Documento =>

· · · ·

Un centrosinistra allo sbando si appresta a discutere di riforme costituzionali con un centrodestra agguerrito. Può non essere piacevole dirlo per chi milita tra le file degli «sbandati», ma questa è la realtà ed è inutile nasconderla. Basta pensare al modo in cui si è aperta la discussione sulla modifica della nostra forma di governo parlamentare per avere una conferma del grave stato di confusione in cui versa il centrosinistra.
Il 22 maggio il ministro per le riforme costituzionali (esponente del centrodestra) indica le diverse ipotesi possibili: «Abbiamo di fronte due strade – scrive Quagliariello – la forma di governo parlamentare razionalizzata e il semipresidenzialismo secondo il modello francese». Consapevole dunque che alla proposta tradizionale della sua parte politica, da sempre favorevole all’elezione diretta del presidente della Repubblica, si contrappone quella della parte politica avversa che nella razionalizzazione della nostra forma di governo trova il suo ambito naturale. Veniva così definito il terreno del confronto.
È bastata una settimana, senza neppure bisogno di aprire la discussione nelle sedi parlamentari proprie, perché autorevoli esponenti del centrosinistra – l’accorto presidente del Consiglio in primo luogo – dichiarassero la resa: che si discuta esclusivamente di come eleggere il capo dello Stato, l’unica via per riformare il sistema costituzionale.
A questo punto un doppio risultato è già stato ottenuto: da un lato la rottura del fronte di centrosinistra, che sarà condannato a dividersi e a lacerarsi in scontri traumatici tra neopresidenzialisti e filo parlamentaristi; dall’altro la sicurezza per il centrodestra di aver già ottenuto il pieno successo culturale, avendo portato l’avversario storico a riconoscere la bontà delle sue tradizionali proposte.

· · · ·

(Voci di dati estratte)

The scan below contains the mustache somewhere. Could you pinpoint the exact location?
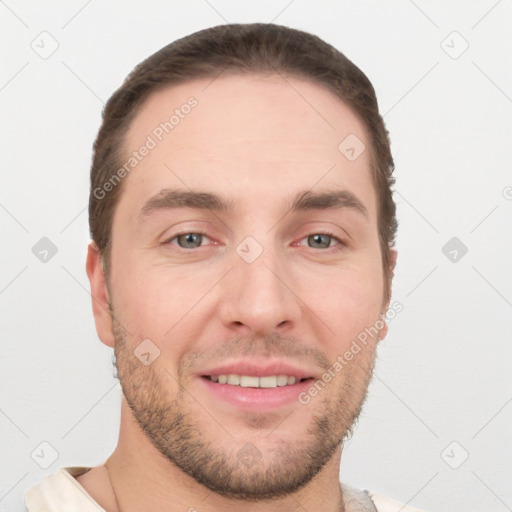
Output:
[178,333,331,376]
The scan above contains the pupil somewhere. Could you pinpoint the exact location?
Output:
[310,235,330,247]
[180,233,202,248]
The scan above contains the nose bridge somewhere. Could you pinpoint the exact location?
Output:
[222,237,299,333]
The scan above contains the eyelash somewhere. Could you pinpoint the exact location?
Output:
[163,231,346,252]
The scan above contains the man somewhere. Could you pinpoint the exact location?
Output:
[26,24,424,512]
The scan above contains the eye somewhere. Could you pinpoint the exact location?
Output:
[165,233,208,249]
[307,233,343,249]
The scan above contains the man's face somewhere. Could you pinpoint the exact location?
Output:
[103,75,392,499]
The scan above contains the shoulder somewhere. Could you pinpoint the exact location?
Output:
[25,467,103,512]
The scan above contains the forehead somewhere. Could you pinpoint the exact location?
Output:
[121,74,375,220]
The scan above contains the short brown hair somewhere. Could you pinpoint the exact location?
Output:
[89,23,398,304]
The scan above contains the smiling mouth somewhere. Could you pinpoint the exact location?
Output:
[201,374,313,389]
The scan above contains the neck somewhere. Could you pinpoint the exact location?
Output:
[105,399,344,512]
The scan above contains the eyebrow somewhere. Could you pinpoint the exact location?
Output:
[139,189,368,220]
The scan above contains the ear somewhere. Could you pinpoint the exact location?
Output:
[85,242,114,347]
[379,249,398,340]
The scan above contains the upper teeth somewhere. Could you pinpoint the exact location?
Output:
[210,374,297,388]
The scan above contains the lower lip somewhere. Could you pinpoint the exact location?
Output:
[199,377,313,412]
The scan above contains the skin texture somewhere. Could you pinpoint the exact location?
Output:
[83,75,396,512]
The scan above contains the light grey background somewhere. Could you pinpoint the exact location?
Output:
[0,0,512,512]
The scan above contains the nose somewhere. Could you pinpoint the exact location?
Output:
[219,243,301,336]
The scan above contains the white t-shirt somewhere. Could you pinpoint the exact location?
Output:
[25,467,428,512]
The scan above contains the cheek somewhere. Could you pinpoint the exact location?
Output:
[309,267,383,350]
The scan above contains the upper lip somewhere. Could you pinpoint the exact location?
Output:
[199,360,314,380]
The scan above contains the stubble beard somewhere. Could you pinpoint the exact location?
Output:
[113,320,375,501]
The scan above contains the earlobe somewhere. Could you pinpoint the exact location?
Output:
[85,242,114,347]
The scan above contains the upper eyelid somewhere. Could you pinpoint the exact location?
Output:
[163,230,345,249]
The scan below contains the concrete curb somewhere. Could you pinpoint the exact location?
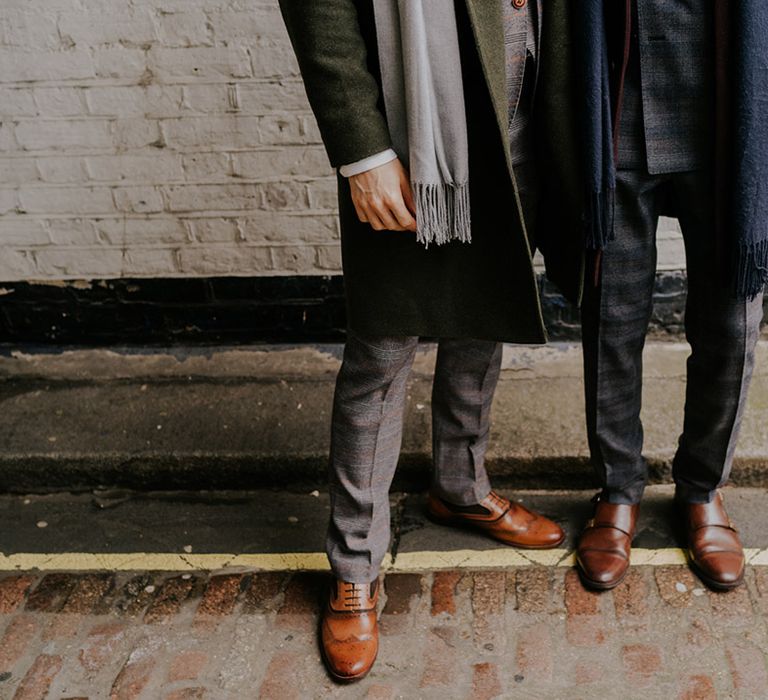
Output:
[0,342,768,491]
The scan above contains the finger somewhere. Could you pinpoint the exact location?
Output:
[362,203,386,231]
[374,202,403,231]
[352,199,368,224]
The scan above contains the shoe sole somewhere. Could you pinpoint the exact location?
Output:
[323,650,379,685]
[427,511,565,550]
[317,616,379,685]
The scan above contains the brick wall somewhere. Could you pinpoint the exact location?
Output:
[0,0,680,281]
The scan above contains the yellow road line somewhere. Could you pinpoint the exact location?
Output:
[0,548,768,572]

· · · ·

Obiettivo => Prosegui il documento sulle riforme costituzionali e lo scontro tra centrosinistra e centrodestra, riprendendo subito dopo la sua ultima frase.

Risultato esercizio =>
Diventa urgente rimettere le cose al loro posto, nella speranza che non sia troppo tardi. È necessario dire ad esempio che gli argomenti di chi a sinistra auspica l’elezione diretta del capo dello Stato non sono per nulla innovativi, bensì espressione di una cultura conservatrice. È necessario dire ad esempio che il passaggio da una forma di governo parlamentare a una semipresidenziale non risolverà la crisi politica e istituzionale in cui versa l’Italia, bensì la farà definitivamente precipitare rendendo ancor più incerto il governo democratico del paese.
Un’accusa di arretratezza culturale e di miopia politica che – a sinistra – dovremmo impegnarci a dimostrare se vogliamo dare un contributo critico, ma anche costruttivo, alla prossima discussione sulle riforme della costituzione. Se vogliamo uscire dalla subalternità cui da troppi anni siamo costretti e che ci hanno portato a subire – distratti e afoni – l’egemonia altrui.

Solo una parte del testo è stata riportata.